§ **Required work**:
**1)** Please answer these questions about the forum thread on the surprise baby fish:
(a) What size is the tank being cycled?
(b) What fry food does garfieldnfish suggest first?
(c) What ammonia and nitrite readings did the latest water test show?
**2)** Write the next part of the forum thread on the surprise baby fish, picking up after its last post.

>> begin Selected passage

# What the heck??



## Magdelaine (Apr 9, 2005)

I'm currently cycling my 29 gallon tank. I finally got it all put together with the rocks and the substrate and while waiting for my plant order to arrive I spiked the tank with ammonia to 1.5 mg/l (day 1). Day 2 I spiked it to almost 3.0 mg/l and even though I had added mulm and some rocks from my cycled 10 gallon I decided the stuff in my whisper's bio-sponge would be really good to kick start cycling so I took it out of the filter case and dunked it clean in my 29 gallon's water. 

Today, I'm getting ready to test the water when some strange movement catches my eye. It looks like some bit of something or other is _swimming_. On closer inspection I see it's a baby fish! My female guppy has been dead for more than a week and she didn't have a gravid spot for months prior to her passing, plus, it just doesn't look like a guppy fry. It's missing those big eyes they normally have. Is it possible this guy was just living in the filter? It must have come from that sponge! 

I put a piece of lettuce in there but I have no idea what to feed something so small. Obviously I'm not going to add any more ammonia. Any ideas on how I go about taking care of this tiny creature _and_ cycle my tank?


----------



## garfieldnfish (Jan 18, 2005)

First bites fry food. It looks big enough to eat that. Or crush some flakes really fine. This will actually cycle your tank too since this fry will not eat it all and the left over food will become a source of ammonia for the cycle.


----------



## Guest (Jan 30, 2006)

If you really want to keep the lil' creature, I would take it out of the cycling tank and put it in an unfiltered bowl or tank. I would also add a few drops of Methelyne blue. Feed it frozen baby brine shrimps. It will grow much faster that way. Make frequent water changes and be careful not to flush it out. 

A close-up pic would be nice if you can manage to catch the lil' bug still for a moment.

Good luck.... very interesting project you have now!

Sponge
PS : If your tank is heated, try to heat the bowl or tank too. If not, try to set it close to a tank that is and away from any air draft. A small air stone will help too but try to go easy on the air flow... don't want to stir the living **** out of it! LOL


----------



## Magdelaine (Apr 9, 2005)

I just tested the water in the 29 gallon and it's at 3.0 mg/l ammonia with 0 nitrites. I don't see how it could be alive, but it is. So I caught it in a pint jar and transfered it to a quart jar into which I added some 10 gallon tank water so the ammonia won't kill it.

>> end Selected passage
>> begin Given data

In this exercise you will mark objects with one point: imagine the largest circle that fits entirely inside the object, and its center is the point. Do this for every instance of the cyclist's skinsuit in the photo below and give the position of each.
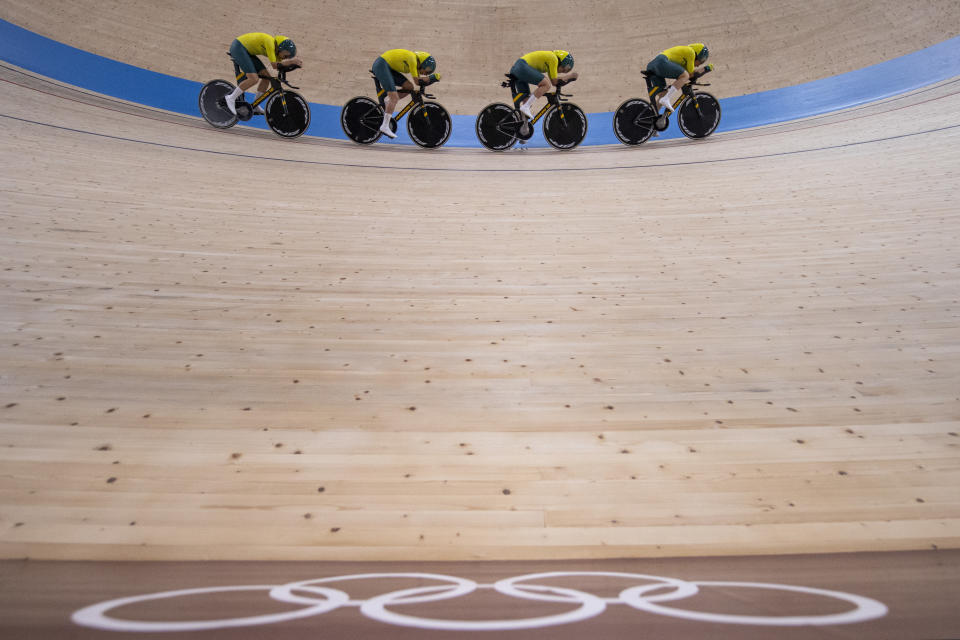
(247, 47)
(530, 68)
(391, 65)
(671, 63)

>> end Given data
>> begin Given data

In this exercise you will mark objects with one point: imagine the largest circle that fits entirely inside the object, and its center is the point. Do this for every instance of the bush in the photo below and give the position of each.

>> end Given data

§ **The answers**:
**1)**
(a) 29 gallons.
(b) First bites fry food.
(c) 3.0 mg/l ammonia and 0 nitrites.

**2)**
Does this look like guppy fry to anyone? If it is I probably don't have to worry about heating the water, which is my main concern at this point. The only other fish in my 10 gallon which could have had babies, I suppose, are the Danios. Any idea what danio fry look like?


----------



## SueM (Jan 23, 2004)

You can float the jar in the 10 or 29 to heat it.
Good luck  SueM


----------



## Guest (Jan 30, 2006)

Absolutely no clue, sorry.

Good move on removing the poor thing from the 3ppm ammo tank. OUCH! That ammo must hurt! Anyway, try to find a larger container than a pint. Remember, the more water, the more stable. That's what you are looking for now. Keep it stable. Now buy some frozen baby brine shrimps ASAP and start feeding it before it dies on you from starvation.

Good luck !

Sponge


----------



## Magdelaine (Apr 9, 2005)

Thanks for the idea. I'm floating it in the 29 gallon now! I have to find out if the LFS carries frozen brine shrimp...


----------



## Magdelaine (Apr 9, 2005)

I think from perusing what web pics I could find it's much more likely this is a danio fry. How exciting! I hope he/she makes it. I've looked and looked, and I haven't been able to find any others.


----------



## ron v (Feb 24, 2005)

You could crush up some flakes really small and feed that instead of frozen brine shrimp.


----------



## TheOldSalt (Jan 28, 2005)

It's probably still too small to even EAT baby brineshrimp yet. It's not a guppy, so my guess is danio. Crush flake food into fine flour and feed that. You can also try a boiled egg yolk. mix a small bit of yolk in a jar with a bit of water, and shake it up like crazy until it's a yellow liquid. Put a few drops of that near the fish, and it should eat it. If you have a pond or pool nearby with plants in it, get a jar and shake/scrape some plants into it. This should give you a bunch of algae & microfauna "greenwater" which makes excellent fishfood for tiny egglayer fry. let the greenwater settle, pour off the clear water on top, and pour a bit of the concentrated green stuff into the container with the fish. in several days it should be able to eat bigger stuff.


----------



## Magdelaine (Apr 9, 2005)

I wish I knew of a place to find "greenwater". None of my friends have a pond and since I live in the desert, there's just not a lot of standing water around.

However, I did put some "resting" apo bulbs in his jar, and they have lots of decaying old roots that should provide a bit of something. Also, I have some freeze dried daphnia that I crush up for the other fish, and on a lark I put some of the dust in the fish jar. Little bits seemed to dissapear when he went up to them so I think he was eating it...

And he's bigger so that's a good sign.

Here's a pic from yesterday:


----------



## CandTsmac (Sep 13, 2009)

*Old Thread but did he live?*

I am new to keeping fish and while looking up some info I found this old thread. PLEASE, if you have time and see this, did it live?

Great story.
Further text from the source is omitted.